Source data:
start

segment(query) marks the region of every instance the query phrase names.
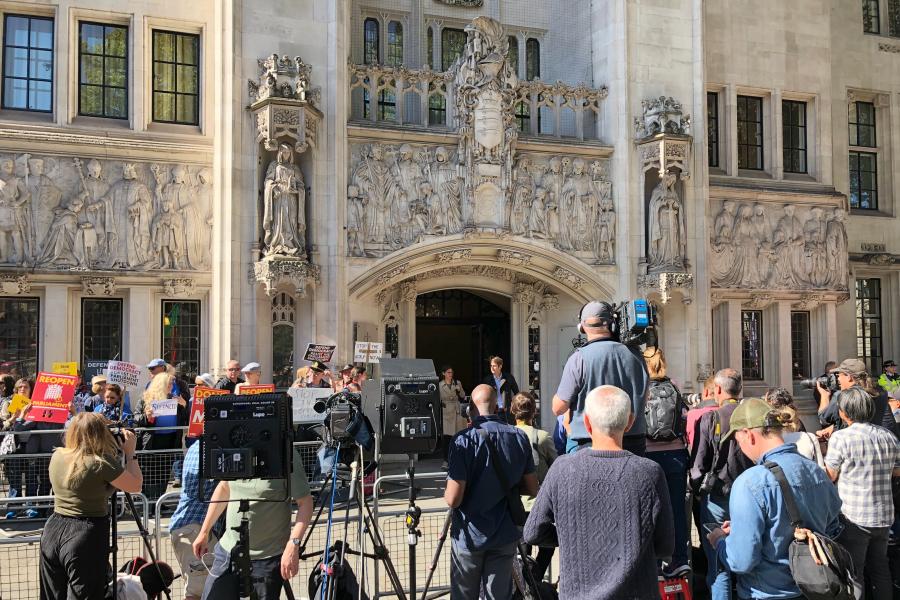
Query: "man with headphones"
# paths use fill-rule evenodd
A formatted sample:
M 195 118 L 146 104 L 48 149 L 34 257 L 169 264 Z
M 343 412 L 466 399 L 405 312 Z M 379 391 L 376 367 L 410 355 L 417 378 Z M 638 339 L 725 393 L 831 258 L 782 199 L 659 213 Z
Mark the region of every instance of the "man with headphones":
M 650 376 L 640 351 L 613 339 L 614 312 L 612 305 L 593 301 L 585 304 L 579 315 L 578 331 L 587 336 L 587 344 L 566 361 L 553 396 L 553 412 L 568 413 L 568 453 L 591 446 L 584 425 L 584 401 L 591 390 L 601 385 L 614 385 L 631 397 L 634 424 L 625 432 L 623 449 L 639 456 L 647 449 L 644 403 Z

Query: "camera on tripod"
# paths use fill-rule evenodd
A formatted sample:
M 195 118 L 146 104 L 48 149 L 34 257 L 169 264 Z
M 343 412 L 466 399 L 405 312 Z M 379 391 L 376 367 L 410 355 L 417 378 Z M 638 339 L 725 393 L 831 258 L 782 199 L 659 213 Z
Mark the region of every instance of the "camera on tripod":
M 832 394 L 841 389 L 841 384 L 838 382 L 837 373 L 826 373 L 821 377 L 813 377 L 811 379 L 800 380 L 800 387 L 806 388 L 808 390 L 816 389 L 816 384 L 821 385 Z

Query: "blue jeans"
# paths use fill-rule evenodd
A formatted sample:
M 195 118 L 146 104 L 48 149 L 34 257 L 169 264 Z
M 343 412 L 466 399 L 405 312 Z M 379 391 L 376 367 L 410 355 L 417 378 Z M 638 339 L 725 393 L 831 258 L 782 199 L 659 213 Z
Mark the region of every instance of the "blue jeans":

end

* _Problem details_:
Rewrite every line from the start of the rows down to and including the line containing "M 650 376 L", requests included, and shift each coordinate in the outline answers by -78 without changing the requests or their format samples. Leave the pictures out of your answer.

* _Right answer_:
segment(query) marks the region of every instance the query phrase names.
Query: "man with headphones"
# paths use fill-rule evenodd
A formatted sample:
M 195 118 L 146 104 L 48 149 L 34 257 L 169 264 Z
M 343 412 L 466 399 L 405 312 Z M 379 391 L 376 367 L 410 355 L 417 378 Z M 638 339 L 725 393 L 831 258 L 782 199 L 659 213 Z
Mark the region of every instance of the "man with headphones":
M 572 298 L 562 273 L 535 261 L 536 234 L 534 227 L 515 223 L 507 226 L 501 237 L 500 253 L 509 258 L 509 266 L 488 283 L 475 318 L 475 334 L 490 335 L 490 375 L 513 368 L 506 347 L 506 323 L 513 312 L 523 307 L 536 307 L 553 319 L 556 346 L 547 354 L 545 371 L 561 378 L 569 371 L 566 325 Z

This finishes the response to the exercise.